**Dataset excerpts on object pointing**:
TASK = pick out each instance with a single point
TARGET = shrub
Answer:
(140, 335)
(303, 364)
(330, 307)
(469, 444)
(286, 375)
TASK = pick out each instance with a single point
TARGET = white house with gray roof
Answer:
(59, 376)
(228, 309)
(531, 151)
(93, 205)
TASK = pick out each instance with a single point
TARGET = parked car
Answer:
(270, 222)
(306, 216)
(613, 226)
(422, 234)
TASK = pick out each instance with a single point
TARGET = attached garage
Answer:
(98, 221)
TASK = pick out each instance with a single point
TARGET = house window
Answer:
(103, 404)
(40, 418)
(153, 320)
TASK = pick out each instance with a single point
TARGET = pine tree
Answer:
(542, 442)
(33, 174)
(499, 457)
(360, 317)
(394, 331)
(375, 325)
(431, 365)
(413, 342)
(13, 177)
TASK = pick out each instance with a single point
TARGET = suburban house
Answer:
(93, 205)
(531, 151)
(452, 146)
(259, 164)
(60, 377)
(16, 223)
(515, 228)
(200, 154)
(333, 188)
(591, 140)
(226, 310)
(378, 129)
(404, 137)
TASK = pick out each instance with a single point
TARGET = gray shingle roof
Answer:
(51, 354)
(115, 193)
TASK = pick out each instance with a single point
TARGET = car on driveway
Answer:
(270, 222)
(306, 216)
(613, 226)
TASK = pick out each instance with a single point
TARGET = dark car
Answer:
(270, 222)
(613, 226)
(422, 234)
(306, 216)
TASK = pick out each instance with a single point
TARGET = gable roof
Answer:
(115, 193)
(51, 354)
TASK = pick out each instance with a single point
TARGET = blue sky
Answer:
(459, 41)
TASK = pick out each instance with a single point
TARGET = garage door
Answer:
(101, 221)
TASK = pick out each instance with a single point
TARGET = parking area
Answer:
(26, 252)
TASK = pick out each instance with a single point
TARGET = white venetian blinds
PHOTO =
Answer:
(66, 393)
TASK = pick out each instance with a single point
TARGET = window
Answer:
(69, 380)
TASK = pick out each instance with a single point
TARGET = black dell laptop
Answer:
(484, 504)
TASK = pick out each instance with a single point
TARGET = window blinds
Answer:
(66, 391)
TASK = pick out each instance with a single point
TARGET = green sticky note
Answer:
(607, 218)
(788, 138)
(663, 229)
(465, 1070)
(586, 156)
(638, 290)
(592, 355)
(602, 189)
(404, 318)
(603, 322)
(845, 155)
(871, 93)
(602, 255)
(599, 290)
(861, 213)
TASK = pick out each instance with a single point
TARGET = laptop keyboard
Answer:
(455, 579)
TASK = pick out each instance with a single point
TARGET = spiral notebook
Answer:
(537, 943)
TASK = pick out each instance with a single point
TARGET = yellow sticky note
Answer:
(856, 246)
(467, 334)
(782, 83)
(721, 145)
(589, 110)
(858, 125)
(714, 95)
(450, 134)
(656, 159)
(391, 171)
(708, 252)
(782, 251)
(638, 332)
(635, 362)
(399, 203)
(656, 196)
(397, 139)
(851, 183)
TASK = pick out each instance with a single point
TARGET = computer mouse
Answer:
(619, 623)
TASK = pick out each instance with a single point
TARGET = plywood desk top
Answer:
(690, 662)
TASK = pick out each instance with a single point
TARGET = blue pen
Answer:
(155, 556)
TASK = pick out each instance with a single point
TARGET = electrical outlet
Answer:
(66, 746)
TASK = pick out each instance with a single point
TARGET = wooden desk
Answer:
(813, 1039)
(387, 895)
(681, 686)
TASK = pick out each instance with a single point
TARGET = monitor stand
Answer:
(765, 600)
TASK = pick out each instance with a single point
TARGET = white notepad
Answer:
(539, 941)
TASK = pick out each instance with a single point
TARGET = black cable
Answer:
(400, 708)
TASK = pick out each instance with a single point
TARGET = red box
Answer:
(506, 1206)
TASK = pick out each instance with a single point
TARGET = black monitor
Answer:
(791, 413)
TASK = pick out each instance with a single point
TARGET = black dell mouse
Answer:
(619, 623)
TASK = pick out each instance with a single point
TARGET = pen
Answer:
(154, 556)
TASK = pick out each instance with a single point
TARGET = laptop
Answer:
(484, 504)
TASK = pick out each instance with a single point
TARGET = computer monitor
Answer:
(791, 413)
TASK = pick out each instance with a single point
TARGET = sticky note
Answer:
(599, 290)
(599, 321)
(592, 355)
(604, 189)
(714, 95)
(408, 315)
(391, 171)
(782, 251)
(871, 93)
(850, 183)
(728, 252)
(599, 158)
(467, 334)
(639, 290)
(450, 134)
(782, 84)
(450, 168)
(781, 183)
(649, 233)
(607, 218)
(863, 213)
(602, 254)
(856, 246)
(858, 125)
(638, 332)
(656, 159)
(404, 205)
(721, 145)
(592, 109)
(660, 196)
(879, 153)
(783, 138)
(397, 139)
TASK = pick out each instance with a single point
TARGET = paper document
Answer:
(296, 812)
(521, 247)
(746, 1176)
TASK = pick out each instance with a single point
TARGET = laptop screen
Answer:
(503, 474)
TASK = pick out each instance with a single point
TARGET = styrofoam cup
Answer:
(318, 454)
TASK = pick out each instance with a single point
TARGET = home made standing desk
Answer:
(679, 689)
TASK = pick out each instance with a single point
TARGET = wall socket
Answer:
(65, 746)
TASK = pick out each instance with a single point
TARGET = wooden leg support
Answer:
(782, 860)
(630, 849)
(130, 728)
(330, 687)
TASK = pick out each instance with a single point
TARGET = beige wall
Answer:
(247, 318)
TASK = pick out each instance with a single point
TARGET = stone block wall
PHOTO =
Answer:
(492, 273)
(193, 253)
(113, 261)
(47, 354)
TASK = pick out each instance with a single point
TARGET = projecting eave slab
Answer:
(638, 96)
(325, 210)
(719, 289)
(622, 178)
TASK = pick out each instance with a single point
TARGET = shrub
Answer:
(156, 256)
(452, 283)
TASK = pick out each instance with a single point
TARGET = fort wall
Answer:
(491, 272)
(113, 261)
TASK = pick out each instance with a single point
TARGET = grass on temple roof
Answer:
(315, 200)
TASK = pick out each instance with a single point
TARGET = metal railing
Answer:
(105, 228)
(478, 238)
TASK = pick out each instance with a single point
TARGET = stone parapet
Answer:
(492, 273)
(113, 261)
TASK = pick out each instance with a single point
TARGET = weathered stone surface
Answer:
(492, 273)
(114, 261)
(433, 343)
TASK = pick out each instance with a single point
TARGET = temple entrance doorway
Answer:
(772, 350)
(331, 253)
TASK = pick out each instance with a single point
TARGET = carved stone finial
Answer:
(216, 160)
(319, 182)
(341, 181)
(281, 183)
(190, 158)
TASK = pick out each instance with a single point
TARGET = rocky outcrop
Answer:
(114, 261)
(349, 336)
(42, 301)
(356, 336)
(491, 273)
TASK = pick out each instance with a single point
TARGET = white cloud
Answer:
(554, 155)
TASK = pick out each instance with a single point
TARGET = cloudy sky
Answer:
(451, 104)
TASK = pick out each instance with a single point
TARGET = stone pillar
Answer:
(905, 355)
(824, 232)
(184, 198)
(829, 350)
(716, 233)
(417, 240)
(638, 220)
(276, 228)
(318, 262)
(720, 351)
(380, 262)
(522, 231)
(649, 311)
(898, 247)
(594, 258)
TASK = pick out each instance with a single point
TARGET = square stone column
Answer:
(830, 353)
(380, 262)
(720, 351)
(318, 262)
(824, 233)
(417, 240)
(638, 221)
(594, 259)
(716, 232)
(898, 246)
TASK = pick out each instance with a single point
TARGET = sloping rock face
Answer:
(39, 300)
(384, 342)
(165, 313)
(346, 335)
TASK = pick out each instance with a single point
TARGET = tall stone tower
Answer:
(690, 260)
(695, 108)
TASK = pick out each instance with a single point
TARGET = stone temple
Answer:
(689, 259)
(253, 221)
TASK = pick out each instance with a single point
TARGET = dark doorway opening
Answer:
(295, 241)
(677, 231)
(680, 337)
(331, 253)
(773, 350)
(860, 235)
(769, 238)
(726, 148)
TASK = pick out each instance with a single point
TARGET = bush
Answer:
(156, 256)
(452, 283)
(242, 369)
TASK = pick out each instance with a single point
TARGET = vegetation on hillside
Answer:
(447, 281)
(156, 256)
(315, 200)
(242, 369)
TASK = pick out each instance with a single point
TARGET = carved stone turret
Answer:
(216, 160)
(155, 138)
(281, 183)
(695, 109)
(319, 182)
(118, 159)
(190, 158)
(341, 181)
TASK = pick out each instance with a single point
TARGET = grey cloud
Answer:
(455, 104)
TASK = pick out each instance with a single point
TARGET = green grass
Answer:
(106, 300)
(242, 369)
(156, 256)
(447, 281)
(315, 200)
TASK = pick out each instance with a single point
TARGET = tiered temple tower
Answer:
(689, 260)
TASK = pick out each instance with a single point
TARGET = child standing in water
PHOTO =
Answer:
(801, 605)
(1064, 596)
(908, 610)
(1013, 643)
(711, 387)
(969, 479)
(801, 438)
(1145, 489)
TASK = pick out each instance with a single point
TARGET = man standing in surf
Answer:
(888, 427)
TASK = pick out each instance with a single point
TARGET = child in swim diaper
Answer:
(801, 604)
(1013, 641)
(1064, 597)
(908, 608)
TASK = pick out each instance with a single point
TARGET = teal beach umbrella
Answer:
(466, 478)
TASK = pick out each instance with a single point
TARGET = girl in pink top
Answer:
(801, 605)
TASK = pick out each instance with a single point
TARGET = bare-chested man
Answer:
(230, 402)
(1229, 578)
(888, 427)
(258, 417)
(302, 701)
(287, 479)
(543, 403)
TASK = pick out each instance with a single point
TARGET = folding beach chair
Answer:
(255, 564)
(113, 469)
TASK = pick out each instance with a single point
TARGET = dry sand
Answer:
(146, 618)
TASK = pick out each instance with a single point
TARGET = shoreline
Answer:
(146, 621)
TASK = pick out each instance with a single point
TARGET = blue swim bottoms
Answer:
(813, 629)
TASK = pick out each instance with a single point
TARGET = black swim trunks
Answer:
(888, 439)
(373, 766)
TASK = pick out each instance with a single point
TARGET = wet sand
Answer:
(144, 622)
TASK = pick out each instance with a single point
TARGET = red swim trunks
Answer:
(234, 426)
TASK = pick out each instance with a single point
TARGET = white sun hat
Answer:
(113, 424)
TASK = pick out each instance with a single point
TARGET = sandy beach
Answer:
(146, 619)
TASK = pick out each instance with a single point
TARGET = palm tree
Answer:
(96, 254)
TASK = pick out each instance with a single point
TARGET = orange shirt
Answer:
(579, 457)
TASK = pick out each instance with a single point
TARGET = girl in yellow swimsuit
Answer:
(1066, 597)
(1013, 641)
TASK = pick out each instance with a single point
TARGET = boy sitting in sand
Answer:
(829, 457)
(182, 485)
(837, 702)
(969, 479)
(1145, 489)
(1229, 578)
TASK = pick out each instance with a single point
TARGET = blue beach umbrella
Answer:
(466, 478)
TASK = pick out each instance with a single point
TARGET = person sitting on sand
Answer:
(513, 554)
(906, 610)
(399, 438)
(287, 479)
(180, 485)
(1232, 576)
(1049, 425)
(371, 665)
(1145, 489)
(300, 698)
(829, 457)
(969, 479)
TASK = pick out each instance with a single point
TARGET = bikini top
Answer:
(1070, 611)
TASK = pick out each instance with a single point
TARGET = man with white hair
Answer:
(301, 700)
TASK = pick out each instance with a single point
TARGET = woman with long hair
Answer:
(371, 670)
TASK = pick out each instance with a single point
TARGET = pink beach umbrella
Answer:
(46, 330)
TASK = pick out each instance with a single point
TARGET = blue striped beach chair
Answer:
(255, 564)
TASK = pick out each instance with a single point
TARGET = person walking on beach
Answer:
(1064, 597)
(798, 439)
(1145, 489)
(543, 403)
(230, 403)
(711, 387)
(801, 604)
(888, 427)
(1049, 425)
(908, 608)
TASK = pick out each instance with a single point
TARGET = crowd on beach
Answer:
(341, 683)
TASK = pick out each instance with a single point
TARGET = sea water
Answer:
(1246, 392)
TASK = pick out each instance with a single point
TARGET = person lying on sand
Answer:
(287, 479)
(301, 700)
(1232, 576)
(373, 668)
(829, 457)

**PROBLEM TO SOLVE**: Pull out every line of the listing that contains the string "desk", treating uppercase and lowercase as distinct.

**WRITTEN ANSWER**:
TARGET = plywood desk top
TARGET = wooden desk
TARGET = home made standing desk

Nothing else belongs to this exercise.